(Beginning of SUPPLIED INFORMATION)
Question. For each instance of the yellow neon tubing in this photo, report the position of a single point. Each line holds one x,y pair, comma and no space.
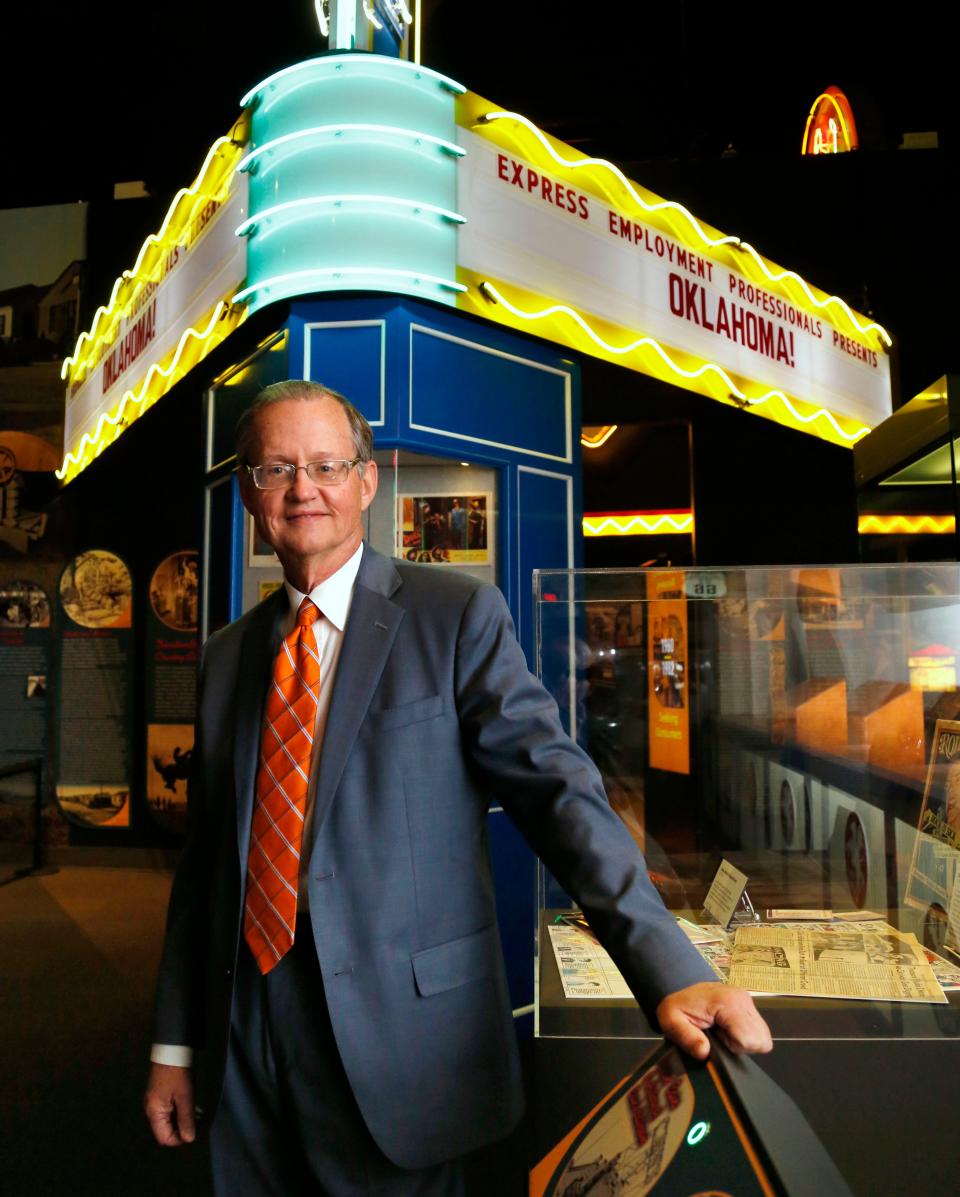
888,524
97,439
672,205
635,526
490,291
825,95
601,438
155,238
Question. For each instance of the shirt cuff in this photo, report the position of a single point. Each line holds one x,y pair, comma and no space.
171,1053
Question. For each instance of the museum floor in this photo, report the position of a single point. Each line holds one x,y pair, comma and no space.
79,951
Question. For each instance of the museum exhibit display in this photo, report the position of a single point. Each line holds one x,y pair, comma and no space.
783,745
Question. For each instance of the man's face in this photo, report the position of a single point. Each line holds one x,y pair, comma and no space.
314,529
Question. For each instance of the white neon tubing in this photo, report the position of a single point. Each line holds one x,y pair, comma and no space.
573,163
338,61
335,200
346,271
336,129
708,368
371,16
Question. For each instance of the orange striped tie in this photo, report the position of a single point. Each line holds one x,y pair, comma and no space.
280,800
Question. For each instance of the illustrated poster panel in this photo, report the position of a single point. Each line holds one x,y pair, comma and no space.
24,663
667,672
172,661
445,529
95,715
936,850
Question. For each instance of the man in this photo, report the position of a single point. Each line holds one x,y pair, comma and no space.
358,1036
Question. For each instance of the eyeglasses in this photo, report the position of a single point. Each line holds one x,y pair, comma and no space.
277,475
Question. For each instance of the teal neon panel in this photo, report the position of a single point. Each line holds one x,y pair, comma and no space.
352,170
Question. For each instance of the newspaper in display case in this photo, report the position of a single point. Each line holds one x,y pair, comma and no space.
585,967
936,850
848,961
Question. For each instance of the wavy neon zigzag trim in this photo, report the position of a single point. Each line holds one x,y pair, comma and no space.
96,439
601,437
889,524
490,291
672,205
595,526
155,238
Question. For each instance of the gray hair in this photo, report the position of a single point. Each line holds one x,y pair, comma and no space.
302,389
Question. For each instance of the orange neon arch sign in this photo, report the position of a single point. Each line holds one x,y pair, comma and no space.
831,127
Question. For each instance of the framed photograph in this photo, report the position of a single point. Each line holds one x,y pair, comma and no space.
445,529
936,849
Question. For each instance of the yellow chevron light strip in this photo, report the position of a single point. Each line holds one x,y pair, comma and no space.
637,523
663,364
901,524
595,169
193,346
595,439
211,183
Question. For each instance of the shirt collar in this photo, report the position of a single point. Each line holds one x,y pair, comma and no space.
333,595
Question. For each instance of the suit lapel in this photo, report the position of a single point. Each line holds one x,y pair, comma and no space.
259,646
368,639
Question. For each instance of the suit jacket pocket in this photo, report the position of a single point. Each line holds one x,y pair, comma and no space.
455,962
407,712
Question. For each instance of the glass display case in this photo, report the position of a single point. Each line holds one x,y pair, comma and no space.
(End of SUPPLIED INFORMATION)
- _WHAT THE TASK REQUIRES_: Since the copy must exclude the pictures, transcribe only the text of the records, word for word.

- _EXERCISE RESPONSE_:
Question. For each instance of the yellow neon tubing in this photo, report the position of a single point. Each line holds one x,y pair, comma and no space.
888,524
97,439
672,205
635,526
490,291
825,95
601,438
155,238
Question. For each instance of the shirt cuff in this photo, report the position of a single point. Each line holds one x,y pair, comma and no space.
171,1053
Question. For each instance of the museum floor in this photo, report the position of a single point. Each line holds one x,y pair, comma and no space.
79,951
Question. For each instance of the museum exhibit display in this photo, report the position of a single point. Each line holds one x,y pair, comma and no space.
783,745
Question. For each instance of the man's face in this photo, report the position of a single point. Each line holds one x,y pair, comma and no space.
314,529
Question. For each instance of the white neon tubing in this photo, report the position of a single point. Each line holds one x,y pair, comma and no space.
573,163
338,61
335,200
346,271
336,129
708,368
371,16
Question. For each instance of the orange striped tie in this photo, report the position of a single point. Each line holds one x,y pair, comma and no space.
280,800
Question. For each instance of the illustrated poster panel in this photo, report the position of a single point. Each line holds one x,y pair, comma and no space.
24,663
667,672
172,661
445,529
95,715
936,850
Question. For each instance of the man in this photo, report the position of a single point. Each line holds one x,y pair, comma and no space.
358,1036
Question. For each instance of the eyeglasses in this photo, report the position of a single point. Each line holds one x,y pair, comma and no space.
277,475
Question. For each instance of the teal neon panel in this photo, report the position of a single point. Each line holds one x,y pair, comma and no space.
352,170
Question. For each instance of the newspaper in display case in this photo, report the position of a single point. Each line holds one x,y pair, comma and no space.
585,967
936,850
848,961
Question. For each instance of the wavy neon zigzag trim in this photo, report the position of a single point. Each line holds one x,y pair, comma and no space.
96,439
601,437
889,524
490,291
672,205
595,526
155,238
Question. For each instance of the gray hair in this photo, report the position of a single point. Each line holds one x,y pair, comma and no space.
302,389
Question. For each instance of the orange neon arch sign in this photo, report the position of a single point. Each line holds one x,y pair, comma and no space.
831,127
Question. For each instance of the framed photograph in this photo, report the position of a single point. Each line holds one x,y pair, comma and no space.
445,529
936,849
Question. For each instance of the yellow chevron light strip in this photo, report the position of a single point. Each line holds one x,y pair, comma and no space.
637,523
663,364
901,524
595,169
193,346
595,439
211,183
Question. For each instance of the shirt collar in this photo, report the position of a single point. Each line holds one x,y pair, comma and no space.
333,595
Question. For each instance of the suit lapel in this photo, report the position of a single point. Each line holds one x,y pair, comma and no space.
259,646
368,639
Question. For each instance of the suit jacket pocket in this photo, report the position of a single point. Each line holds one x,y pair, comma and no space.
455,962
407,712
Question. For each instance of the glass display case in this photo, report the position of a single point. Each line holds one x,y pair, comma and no space.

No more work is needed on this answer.